* Directions for this task
Exactly as shown below, retype every line of the data.

+++ Data for analysis

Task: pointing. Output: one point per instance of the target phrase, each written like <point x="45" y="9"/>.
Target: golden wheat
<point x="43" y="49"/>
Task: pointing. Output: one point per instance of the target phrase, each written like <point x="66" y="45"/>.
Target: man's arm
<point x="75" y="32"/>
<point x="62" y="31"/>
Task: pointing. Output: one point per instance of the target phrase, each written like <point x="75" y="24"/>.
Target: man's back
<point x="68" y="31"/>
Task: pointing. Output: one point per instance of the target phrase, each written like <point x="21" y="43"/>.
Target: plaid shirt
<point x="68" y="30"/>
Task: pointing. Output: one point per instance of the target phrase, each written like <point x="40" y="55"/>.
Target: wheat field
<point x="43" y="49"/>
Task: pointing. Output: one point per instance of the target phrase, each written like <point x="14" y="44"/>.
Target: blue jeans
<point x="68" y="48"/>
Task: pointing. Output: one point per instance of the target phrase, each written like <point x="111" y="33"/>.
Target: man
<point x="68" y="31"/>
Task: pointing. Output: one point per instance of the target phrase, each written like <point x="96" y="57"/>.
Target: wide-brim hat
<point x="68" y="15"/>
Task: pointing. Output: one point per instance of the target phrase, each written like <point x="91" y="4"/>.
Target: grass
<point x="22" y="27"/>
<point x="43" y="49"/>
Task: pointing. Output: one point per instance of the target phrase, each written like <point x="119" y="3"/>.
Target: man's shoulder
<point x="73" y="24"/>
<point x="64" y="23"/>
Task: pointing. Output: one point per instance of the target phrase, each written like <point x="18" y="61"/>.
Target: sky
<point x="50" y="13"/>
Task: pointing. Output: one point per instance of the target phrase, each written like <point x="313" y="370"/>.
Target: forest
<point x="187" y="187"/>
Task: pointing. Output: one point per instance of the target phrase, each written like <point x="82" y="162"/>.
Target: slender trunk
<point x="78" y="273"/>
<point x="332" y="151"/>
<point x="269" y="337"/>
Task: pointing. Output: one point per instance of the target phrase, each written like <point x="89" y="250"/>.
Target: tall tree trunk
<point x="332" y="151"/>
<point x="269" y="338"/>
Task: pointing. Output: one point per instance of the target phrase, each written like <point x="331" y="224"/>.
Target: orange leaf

++++++

* Result of this exercise
Task: pointing. Output: one point per instance of the target phrase, each written like <point x="45" y="9"/>.
Target: golden wheat
<point x="43" y="49"/>
Task: pointing. Output: one point per instance of the target phrase, each written like <point x="66" y="45"/>.
Target: man's arm
<point x="75" y="32"/>
<point x="62" y="31"/>
Task: pointing. Output: one point per instance of the target phrase, each written like <point x="75" y="24"/>.
Target: man's back
<point x="68" y="31"/>
Task: pointing. Output: one point per instance of the target phrase, each written like <point x="21" y="43"/>.
Target: plaid shirt
<point x="68" y="30"/>
Task: pointing. Output: one point per instance of the target phrase, each written like <point x="40" y="55"/>.
Target: wheat field
<point x="43" y="49"/>
Task: pointing. Output: one point per instance of the target phrase, each written like <point x="14" y="44"/>.
Target: blue jeans
<point x="68" y="48"/>
Task: pointing. Output: one point per instance of the target phrase, each written like <point x="111" y="33"/>.
Target: man
<point x="68" y="31"/>
Task: pointing. Output: one point per instance of the target phrase, each written like <point x="96" y="57"/>.
Target: wide-brim hat
<point x="68" y="15"/>
Task: pointing. Output: one point per instance of the target phrase, each written like <point x="91" y="4"/>.
Target: grass
<point x="22" y="27"/>
<point x="43" y="49"/>
Task: pointing. Output: one point per instance of the target phrase, each written like <point x="119" y="3"/>.
Target: man's shoulder
<point x="73" y="24"/>
<point x="64" y="23"/>
Task: pointing. Output: one point per instance of the target phrase, each written like <point x="18" y="61"/>.
Target: sky
<point x="50" y="13"/>
Task: pointing. Output: one point per instance of the target phrase, each written like <point x="313" y="370"/>.
Target: forest
<point x="187" y="187"/>
Task: pointing. Output: one point per instance of the target phrase, each written like <point x="82" y="162"/>.
Target: slender trunk
<point x="78" y="273"/>
<point x="332" y="151"/>
<point x="269" y="337"/>
Task: pointing. Output: one point per instance of the target phrase, each written like <point x="89" y="250"/>.
Target: tall tree trunk
<point x="332" y="151"/>
<point x="269" y="338"/>
Task: pointing. Output: one point per instance of the target phrase, each written like <point x="331" y="224"/>.
Target: orange leaf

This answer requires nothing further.